> [ROWS]:
━━━━━━━━━━━━━━━━━━━━━━━━━━━━━━
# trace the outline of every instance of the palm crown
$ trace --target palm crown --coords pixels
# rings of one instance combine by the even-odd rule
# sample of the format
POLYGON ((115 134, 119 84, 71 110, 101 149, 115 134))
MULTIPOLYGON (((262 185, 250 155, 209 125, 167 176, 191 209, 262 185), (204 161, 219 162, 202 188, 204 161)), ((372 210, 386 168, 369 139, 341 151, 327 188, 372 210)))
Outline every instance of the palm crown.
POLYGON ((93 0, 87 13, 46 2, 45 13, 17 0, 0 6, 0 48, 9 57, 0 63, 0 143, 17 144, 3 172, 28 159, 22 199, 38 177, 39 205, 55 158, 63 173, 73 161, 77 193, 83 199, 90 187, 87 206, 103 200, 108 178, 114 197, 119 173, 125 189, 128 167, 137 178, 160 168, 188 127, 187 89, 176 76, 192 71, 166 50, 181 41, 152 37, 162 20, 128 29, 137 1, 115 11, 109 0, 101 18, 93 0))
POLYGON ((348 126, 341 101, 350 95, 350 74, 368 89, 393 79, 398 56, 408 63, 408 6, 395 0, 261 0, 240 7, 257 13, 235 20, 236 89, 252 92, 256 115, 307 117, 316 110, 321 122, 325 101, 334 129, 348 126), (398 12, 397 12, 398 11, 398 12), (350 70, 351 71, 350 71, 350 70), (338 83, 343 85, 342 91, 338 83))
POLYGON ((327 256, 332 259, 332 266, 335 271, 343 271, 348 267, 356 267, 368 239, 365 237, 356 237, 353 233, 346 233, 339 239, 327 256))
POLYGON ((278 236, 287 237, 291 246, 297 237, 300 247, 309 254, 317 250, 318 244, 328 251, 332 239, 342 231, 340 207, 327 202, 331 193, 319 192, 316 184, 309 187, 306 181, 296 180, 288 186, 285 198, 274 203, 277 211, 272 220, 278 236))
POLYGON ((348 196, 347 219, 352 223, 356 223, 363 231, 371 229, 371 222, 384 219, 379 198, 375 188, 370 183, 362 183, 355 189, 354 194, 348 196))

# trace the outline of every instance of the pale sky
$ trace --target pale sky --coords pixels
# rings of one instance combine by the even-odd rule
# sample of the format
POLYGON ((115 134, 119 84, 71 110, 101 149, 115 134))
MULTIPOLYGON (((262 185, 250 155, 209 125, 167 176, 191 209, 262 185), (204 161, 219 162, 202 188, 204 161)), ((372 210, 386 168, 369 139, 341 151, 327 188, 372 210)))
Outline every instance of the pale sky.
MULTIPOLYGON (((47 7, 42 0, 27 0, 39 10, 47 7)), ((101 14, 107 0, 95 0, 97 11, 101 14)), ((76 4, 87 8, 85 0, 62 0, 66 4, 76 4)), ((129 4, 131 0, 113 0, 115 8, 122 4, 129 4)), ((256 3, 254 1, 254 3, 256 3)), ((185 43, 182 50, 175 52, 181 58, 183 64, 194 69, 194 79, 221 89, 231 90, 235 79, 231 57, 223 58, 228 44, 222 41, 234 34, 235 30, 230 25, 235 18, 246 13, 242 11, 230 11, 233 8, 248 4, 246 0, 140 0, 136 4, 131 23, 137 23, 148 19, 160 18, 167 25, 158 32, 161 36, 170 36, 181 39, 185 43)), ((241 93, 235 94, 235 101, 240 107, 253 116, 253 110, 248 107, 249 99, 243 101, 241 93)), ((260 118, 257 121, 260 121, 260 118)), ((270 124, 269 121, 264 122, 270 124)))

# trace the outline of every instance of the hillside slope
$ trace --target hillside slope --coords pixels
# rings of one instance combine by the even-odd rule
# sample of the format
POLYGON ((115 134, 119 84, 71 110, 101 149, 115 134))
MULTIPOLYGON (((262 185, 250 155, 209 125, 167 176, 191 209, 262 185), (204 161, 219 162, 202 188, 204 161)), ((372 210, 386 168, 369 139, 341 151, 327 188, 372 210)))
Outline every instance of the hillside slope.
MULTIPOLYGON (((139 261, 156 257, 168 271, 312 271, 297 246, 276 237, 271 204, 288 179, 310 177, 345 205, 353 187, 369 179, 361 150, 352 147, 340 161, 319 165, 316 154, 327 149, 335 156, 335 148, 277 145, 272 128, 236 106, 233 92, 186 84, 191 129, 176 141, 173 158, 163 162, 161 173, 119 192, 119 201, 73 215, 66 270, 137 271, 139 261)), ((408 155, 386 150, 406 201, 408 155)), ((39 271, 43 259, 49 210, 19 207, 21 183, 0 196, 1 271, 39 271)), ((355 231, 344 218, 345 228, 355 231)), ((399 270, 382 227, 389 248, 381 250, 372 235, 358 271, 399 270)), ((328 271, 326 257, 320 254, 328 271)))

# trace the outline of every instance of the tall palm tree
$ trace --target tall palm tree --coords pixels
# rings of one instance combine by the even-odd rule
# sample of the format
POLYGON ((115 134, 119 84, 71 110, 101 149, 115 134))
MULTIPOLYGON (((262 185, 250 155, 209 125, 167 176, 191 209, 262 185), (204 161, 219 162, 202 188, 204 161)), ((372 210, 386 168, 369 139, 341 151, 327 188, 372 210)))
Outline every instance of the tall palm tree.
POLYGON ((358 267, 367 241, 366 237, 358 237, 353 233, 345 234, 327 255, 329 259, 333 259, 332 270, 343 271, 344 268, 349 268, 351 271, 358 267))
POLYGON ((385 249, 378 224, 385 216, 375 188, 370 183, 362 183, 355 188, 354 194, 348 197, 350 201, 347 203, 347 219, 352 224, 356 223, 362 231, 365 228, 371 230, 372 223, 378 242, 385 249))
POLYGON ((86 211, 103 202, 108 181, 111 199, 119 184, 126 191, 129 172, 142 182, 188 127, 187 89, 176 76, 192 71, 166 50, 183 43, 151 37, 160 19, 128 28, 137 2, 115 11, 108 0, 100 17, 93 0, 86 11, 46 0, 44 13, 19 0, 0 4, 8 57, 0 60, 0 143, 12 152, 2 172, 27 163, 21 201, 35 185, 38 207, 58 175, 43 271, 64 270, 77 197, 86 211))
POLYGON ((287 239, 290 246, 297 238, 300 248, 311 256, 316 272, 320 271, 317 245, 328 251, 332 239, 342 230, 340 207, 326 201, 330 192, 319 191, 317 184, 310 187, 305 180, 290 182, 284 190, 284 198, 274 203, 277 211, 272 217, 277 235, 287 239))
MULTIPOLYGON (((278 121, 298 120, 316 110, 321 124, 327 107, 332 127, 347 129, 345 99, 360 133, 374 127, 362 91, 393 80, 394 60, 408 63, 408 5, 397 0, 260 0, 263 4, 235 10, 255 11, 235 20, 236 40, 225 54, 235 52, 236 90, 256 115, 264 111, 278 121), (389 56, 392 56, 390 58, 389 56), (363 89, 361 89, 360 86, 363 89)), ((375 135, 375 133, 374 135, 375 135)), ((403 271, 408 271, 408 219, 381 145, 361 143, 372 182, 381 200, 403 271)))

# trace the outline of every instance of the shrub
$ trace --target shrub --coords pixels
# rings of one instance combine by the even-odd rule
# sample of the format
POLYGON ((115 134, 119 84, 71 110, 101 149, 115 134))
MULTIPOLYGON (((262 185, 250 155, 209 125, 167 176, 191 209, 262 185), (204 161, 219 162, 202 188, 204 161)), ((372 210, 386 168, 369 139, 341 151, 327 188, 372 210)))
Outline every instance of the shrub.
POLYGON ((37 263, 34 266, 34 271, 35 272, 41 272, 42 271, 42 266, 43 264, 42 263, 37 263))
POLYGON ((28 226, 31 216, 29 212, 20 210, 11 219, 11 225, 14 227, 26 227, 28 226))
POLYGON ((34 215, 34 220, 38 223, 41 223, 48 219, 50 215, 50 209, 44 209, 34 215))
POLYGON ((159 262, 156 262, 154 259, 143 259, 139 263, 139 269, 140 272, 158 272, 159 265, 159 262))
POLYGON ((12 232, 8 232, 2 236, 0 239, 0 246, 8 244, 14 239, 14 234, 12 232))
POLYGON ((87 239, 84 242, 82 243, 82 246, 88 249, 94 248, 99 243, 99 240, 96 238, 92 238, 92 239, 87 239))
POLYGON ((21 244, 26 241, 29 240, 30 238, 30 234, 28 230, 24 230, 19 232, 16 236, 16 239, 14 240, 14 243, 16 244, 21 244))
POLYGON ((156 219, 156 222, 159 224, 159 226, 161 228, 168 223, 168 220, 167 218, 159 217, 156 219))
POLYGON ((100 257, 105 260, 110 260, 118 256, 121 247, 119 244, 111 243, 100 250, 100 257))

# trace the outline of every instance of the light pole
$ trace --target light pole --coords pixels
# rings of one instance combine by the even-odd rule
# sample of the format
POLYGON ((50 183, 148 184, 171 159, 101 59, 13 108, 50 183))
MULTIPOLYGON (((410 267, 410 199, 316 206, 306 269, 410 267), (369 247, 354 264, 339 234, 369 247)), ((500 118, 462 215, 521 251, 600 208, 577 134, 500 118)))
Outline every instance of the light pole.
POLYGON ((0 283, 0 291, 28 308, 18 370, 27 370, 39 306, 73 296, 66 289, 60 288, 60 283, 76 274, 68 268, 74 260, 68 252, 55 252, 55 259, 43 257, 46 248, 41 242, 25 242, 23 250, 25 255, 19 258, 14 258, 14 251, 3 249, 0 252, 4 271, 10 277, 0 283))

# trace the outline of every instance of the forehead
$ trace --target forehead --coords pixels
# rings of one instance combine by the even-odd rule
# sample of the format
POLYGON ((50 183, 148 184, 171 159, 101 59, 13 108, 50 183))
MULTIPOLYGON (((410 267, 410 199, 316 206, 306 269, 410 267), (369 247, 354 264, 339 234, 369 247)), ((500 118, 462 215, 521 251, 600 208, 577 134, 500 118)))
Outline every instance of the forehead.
━━━━━━━━━━━━━━━━━━━━━━━━━━━━━━
> [WHAT IS EXPECTED]: Reproduce the entries word for word from the very start through the line containing "POLYGON ((348 196, 347", including that line.

> [OUTPUT OF THE EXERCISE]:
# trace the outline of every instance of the palm crown
$ trace --target palm crown --coords pixels
# rings of one instance combine by the even-odd rule
# sample of the format
POLYGON ((115 134, 119 84, 71 110, 101 149, 115 134))
MULTIPOLYGON (((262 185, 250 155, 209 125, 167 176, 191 209, 262 185), (204 161, 219 162, 202 188, 204 161)), ((372 210, 386 168, 369 139, 341 151, 327 188, 372 210)))
Outline every instance of the palm crown.
POLYGON ((93 0, 87 13, 46 2, 45 13, 17 0, 0 6, 0 48, 9 57, 0 63, 0 143, 17 144, 3 172, 28 159, 22 199, 38 177, 39 205, 55 158, 63 173, 73 161, 77 193, 83 199, 90 187, 87 206, 103 200, 108 178, 114 197, 119 173, 125 189, 128 167, 137 178, 160 168, 188 127, 187 89, 176 76, 192 71, 166 50, 181 41, 152 37, 162 20, 128 29, 137 1, 115 11, 109 0, 101 18, 93 0))
POLYGON ((348 126, 341 101, 350 95, 350 74, 368 89, 393 79, 398 56, 408 63, 408 6, 395 0, 261 0, 240 7, 257 13, 235 20, 236 89, 252 92, 256 115, 307 117, 316 110, 321 122, 325 101, 334 129, 348 126), (398 12, 397 12, 398 11, 398 12), (350 70, 351 71, 350 71, 350 70), (338 83, 343 85, 342 91, 338 83))
POLYGON ((327 256, 332 259, 332 266, 335 271, 343 271, 348 267, 356 267, 368 239, 365 237, 356 237, 353 233, 346 233, 339 239, 327 256))
POLYGON ((278 236, 287 237, 291 246, 297 237, 300 247, 309 254, 317 250, 318 244, 328 251, 332 239, 342 231, 340 207, 327 202, 331 193, 319 192, 316 184, 309 187, 306 181, 296 180, 288 186, 285 198, 274 203, 277 211, 272 220, 278 236))
POLYGON ((348 196, 347 219, 352 223, 356 223, 363 231, 371 229, 371 222, 384 219, 379 198, 375 188, 370 183, 362 183, 355 189, 354 194, 348 196))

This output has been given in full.